• Document excerpt:
[Start of section]

I wonder what the purpose of the publication of the RB at this time might be? One valid answer is a purely academic one and Shamdasani, who edited and introduced the RB,  notes the importance of putting Jung’s process in a historical context. But that still begs the question of how Jung, or at least the Jung that I have internalized, would have liked to see the RB put to good use? We already know that he rigorously refused to be cast in the role of a teacher or guru. He clearly did not want his way, which we can trace step by step in the RB, to be seen as the way. Nothing is further away from Jungian thought than a dogmatic one size fits all program of how to understand psyche.

The RB follows Jung’s trail of how the School of Analytical Psychology came into being through the process of Jung’s “most difficult experiment”. Maybe this is what ails main stream psychology and other forms of the healing arts today, a stifling willingness to follow a well trodden path, even if the path was forked out by someone like Jung, without delving deeply into the chaos and mystery of one’s own psychology. Maybe this is one reason why the RB is needed. Jung records the development of  tools and techniques, which later became known as active imagination. Armed with these tools we can walk our own path. Jungian work is all about experience followed by integration. Our own experience. The value we give to the imagination, the sense we make from our dreams, the relationships and dialogues we build with our dream figures. Jung demonstrates over and over again that only through the imagination do we gain access to the mysteries of our inner lives. What has been experienced needs to be integrated. The alchemists knew this phase of the process as the reddening. When experience needed to be infused with the red of one’s own life blood, which means bringing what you have gained in your imaginative exercises into your life. That is integration. Then you live your truth. So don’t be an admiring audience, Jung would not have any of  it, be a participant in the great work of the alchemical tradition that Jung envisioned. The world needs it and that may be why the RB has been made available to us at this time.

[End of section]

• Raw data:
[Start of section]

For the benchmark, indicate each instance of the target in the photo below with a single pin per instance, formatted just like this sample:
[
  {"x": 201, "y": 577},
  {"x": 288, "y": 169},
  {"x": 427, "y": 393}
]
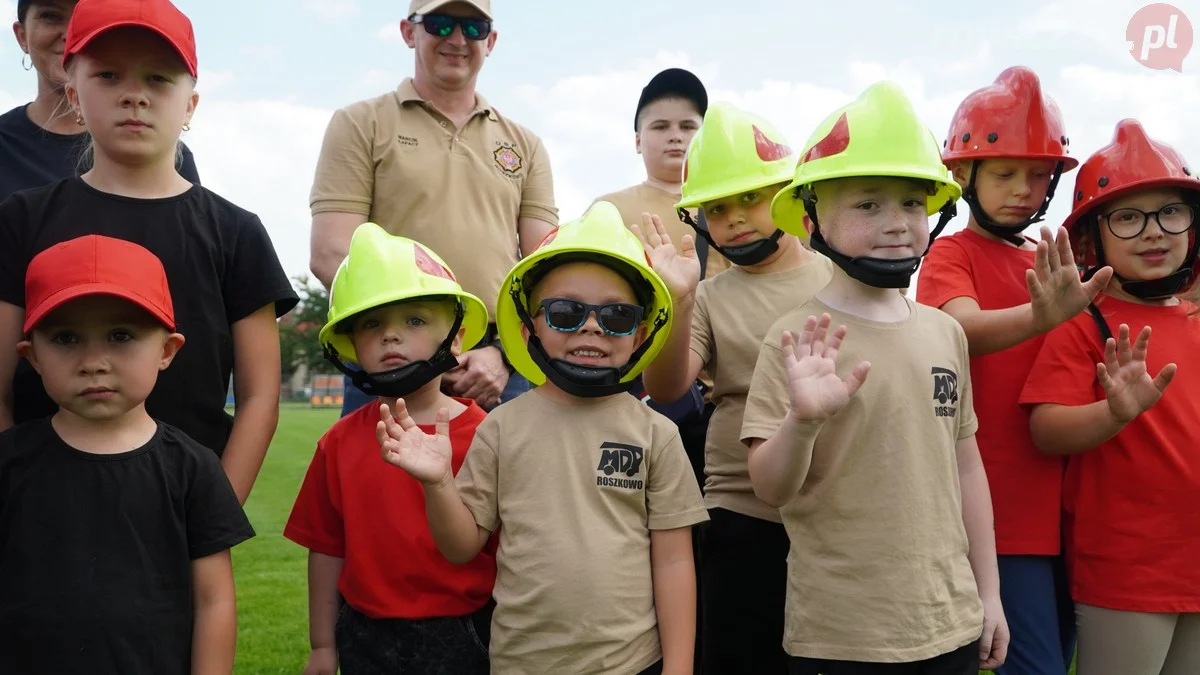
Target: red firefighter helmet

[End of section]

• Task goal: Retype the part of the piece on Jung's RB from "I wonder what" to "to understand psyche." with every word and punctuation mark unchanged.

• Result below:
I wonder what the purpose of the publication of the RB at this time might be? One valid answer is a purely academic one and Shamdasani, who edited and introduced the RB,  notes the importance of putting Jung’s process in a historical context. But that still begs the question of how Jung, or at least the Jung that I have internalized, would have liked to see the RB put to good use? We already know that he rigorously refused to be cast in the role of a teacher or guru. He clearly did not want his way, which we can trace step by step in the RB, to be seen as the way. Nothing is further away from Jungian thought than a dogmatic one size fits all program of how to understand psyche.